Rivett (/rɪvɛt/) (postcode: 2611) is a residential suburb of Canberra, Australian Capital Territory, Australia, established in the late 1960s. At the , Rivett had a population of 3,354. It is situated on the western edge of the Weston Creek district.

Rivett takes its name from Sir David Rivett, the professor of Chemistry at the University of Melbourne (1924–1927), deputy chairman and chief executive officer of the Council for Scientific and Industrial Research (CSIR, 1927–1946), chairman of the council of CSIRO (1946–1949), and president of Australian and New Zealand Association for the Advancement of Science (1937–1939).

Streets in Rivett are named after Australian flora.

Several homes in Rivett were burnt, and many residents evacuated during the 2003 Canberra bushfires.

==Suburb amenities==
===Shops===
The Rivett local shopping centre is located at Rivett Place (off Bangalay Crescent). The centre contains a supermarket, newsagency, hairdresser, a cafe, therapeutic masseuse and bakery.

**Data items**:
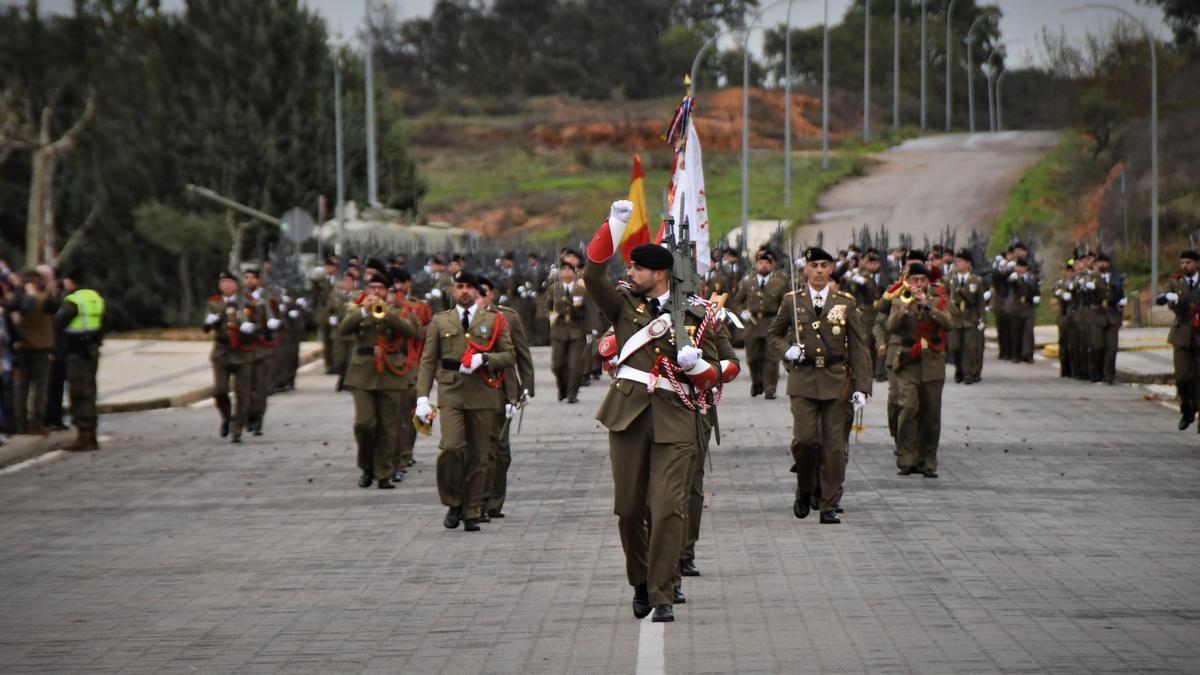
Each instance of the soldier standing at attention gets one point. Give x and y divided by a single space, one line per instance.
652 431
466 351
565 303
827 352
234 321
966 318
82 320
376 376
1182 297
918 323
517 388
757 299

---

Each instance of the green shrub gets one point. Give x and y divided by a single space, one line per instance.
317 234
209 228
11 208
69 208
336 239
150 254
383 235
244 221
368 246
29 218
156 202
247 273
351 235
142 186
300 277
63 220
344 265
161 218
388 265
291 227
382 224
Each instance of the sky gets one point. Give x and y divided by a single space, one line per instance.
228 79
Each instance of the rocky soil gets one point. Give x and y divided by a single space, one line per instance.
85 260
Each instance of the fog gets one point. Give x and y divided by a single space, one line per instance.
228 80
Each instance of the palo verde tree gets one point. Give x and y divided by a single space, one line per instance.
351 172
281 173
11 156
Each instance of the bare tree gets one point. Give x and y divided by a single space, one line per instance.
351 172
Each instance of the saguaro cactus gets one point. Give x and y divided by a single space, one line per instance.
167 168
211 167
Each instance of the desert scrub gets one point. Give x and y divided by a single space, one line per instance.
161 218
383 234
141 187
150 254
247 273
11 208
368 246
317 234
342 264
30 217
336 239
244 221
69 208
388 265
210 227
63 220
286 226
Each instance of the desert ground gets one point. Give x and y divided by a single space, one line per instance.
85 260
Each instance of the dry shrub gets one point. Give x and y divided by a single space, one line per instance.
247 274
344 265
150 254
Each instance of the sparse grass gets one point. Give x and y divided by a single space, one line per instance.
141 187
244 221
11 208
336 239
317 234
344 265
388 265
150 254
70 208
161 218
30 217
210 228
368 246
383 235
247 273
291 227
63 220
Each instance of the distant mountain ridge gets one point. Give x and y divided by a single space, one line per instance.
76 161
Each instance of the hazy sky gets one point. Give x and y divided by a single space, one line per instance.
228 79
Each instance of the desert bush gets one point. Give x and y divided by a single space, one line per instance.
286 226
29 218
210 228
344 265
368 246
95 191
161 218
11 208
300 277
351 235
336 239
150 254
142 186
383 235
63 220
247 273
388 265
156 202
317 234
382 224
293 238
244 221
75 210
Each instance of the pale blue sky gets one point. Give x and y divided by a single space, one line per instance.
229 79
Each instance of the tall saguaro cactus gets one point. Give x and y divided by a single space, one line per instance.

**YOUR ASSIGNMENT**:
Copy out everything in the Rivett passage above, from "Rivett takes its" down to "of Science (1937–1939).", word for word.

**ANSWER BOX**:
Rivett takes its name from Sir David Rivett, the professor of Chemistry at the University of Melbourne (1924–1927), deputy chairman and chief executive officer of the Council for Scientific and Industrial Research (CSIR, 1927–1946), chairman of the council of CSIRO (1946–1949), and president of Australian and New Zealand Association for the Advancement of Science (1937–1939).